Set problem:
Transfer the records below, requests included, starting at the first line and ending at the line that contains "82 169 91 176", and add -87 to every bounding box coordinate in the answers. Leave the pictures out.

● ● ● ●

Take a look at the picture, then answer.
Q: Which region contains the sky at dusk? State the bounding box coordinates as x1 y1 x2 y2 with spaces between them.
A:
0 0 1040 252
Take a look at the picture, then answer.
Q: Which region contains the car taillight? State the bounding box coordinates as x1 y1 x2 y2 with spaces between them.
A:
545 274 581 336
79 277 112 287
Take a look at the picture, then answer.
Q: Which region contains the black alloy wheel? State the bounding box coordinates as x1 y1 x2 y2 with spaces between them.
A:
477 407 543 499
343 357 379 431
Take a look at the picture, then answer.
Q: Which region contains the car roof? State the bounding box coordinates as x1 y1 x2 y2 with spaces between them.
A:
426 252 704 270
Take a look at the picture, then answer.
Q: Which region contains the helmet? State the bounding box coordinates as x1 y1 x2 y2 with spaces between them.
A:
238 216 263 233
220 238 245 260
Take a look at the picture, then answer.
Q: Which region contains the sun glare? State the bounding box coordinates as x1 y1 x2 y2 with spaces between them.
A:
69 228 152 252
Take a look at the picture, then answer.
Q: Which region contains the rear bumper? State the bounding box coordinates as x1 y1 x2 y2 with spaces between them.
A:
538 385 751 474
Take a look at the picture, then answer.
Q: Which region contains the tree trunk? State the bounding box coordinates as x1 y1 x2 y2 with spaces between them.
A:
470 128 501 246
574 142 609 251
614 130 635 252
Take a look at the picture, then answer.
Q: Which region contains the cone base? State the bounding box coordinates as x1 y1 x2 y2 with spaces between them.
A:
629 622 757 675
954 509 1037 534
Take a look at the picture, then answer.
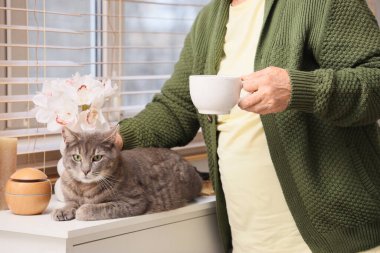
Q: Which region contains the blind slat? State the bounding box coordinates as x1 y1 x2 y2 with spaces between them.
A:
0 105 144 121
0 43 182 50
0 95 33 103
0 75 170 84
0 60 83 67
0 24 83 34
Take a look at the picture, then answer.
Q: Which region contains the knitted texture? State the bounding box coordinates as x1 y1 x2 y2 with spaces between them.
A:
120 0 380 253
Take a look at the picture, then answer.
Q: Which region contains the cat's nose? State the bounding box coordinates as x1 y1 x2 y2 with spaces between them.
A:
82 169 91 176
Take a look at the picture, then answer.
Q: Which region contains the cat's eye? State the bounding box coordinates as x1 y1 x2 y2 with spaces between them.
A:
92 155 103 162
73 154 82 162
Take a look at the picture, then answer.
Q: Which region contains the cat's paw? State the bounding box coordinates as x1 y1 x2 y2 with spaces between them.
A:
75 204 95 221
51 207 76 221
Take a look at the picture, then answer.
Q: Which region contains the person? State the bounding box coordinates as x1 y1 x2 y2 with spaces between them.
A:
120 0 380 253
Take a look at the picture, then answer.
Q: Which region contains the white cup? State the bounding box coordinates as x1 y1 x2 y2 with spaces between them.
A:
189 75 242 115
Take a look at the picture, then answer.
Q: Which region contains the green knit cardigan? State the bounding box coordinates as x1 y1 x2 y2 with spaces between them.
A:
120 0 380 253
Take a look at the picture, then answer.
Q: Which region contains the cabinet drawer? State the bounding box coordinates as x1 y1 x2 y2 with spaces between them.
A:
73 214 223 253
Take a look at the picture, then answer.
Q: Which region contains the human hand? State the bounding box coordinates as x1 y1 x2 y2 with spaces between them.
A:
239 67 291 115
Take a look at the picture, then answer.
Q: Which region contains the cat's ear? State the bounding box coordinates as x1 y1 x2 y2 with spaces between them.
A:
62 127 79 144
103 125 123 150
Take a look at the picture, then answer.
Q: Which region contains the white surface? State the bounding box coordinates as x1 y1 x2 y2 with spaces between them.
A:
0 196 222 253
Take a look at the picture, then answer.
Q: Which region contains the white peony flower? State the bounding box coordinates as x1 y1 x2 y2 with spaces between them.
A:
33 73 117 131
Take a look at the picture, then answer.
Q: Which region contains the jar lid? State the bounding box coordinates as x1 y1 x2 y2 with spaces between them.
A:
10 168 47 181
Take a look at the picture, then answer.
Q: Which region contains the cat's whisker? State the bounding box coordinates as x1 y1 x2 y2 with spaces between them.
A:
101 177 116 196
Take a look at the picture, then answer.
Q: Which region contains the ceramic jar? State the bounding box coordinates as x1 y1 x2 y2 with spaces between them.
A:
5 168 52 215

● ● ● ●

Written response:
Take a look at the picture, then answer.
Q: Which region contains the sky at dusk? State the bounding box coordinates as x1 y1 x2 y2 with spaces between them.
A:
-87 -87 953 165
Take a look at the picture, then answer.
Q: Which region contains the car taillight? State the bounding box coordinates as x1 y1 x2 y2 with spaces between them.
A:
458 187 494 249
-8 190 25 200
Take a look at the picture, then answer.
Q: Which region contains the black alloy wheel? State the bounding box coordinates as x1 y1 x2 y2 with spaces between them.
A:
390 320 456 412
256 270 292 344
Take a look at the picture, then answer.
Q: Which region contains the car roof? State the bounding box coordinates as x1 y1 x2 y2 with spaces between them.
A:
339 165 617 183
Take a look at the picture, then answer.
Q: Which region contains the helmet? State the bounding box coordinates as x1 y1 x2 y2 with spaces between them.
A:
151 129 176 146
133 151 158 173
Take a look at the picture, then answer.
Q: Which region contains the sun glare? State the bounding box coordinates as x1 y1 x2 y2 with spaces between them.
A:
-18 141 65 165
Take a look at the picture, then answer.
Q: Which region contains the rear bumper? State the bounding box coordinates as x1 y1 x2 y2 with spaces between them.
A:
451 298 664 387
Take a look at the picture, then answer.
Q: Which region contains the tree trunk? State the bounding box coordinates as x1 y1 x2 y2 with spaces between them.
A:
383 41 414 159
487 55 522 164
527 43 548 165
Take a look at the picture, then answer.
Q: Which region contains the cone base? State the bounding box coordinates as x1 y1 x2 y2 with spaces between them.
A:
542 535 670 588
867 422 950 447
Take a look at the picture, then answer.
Q: Which region contains the blind slat? State the bounding box coordinates as x1 y1 x2 y2 with spaces between them.
A:
-87 18 57 34
-87 -44 95 -37
-87 8 -54 16
-87 -12 83 -3
-87 -27 -4 -20
-87 -63 -4 -53
Take a look at the picture, then answer.
Q: Which region contains the knitted texture? State the bounding box coordinates as x1 y1 x2 y2 with spaces between them.
A:
33 -87 293 166
Take a look at the picture, then answer.
Q: Which region contains the cat's nose? State the bounding box coordinates as x1 y1 x2 y2 with spaces between them.
A:
-5 82 4 89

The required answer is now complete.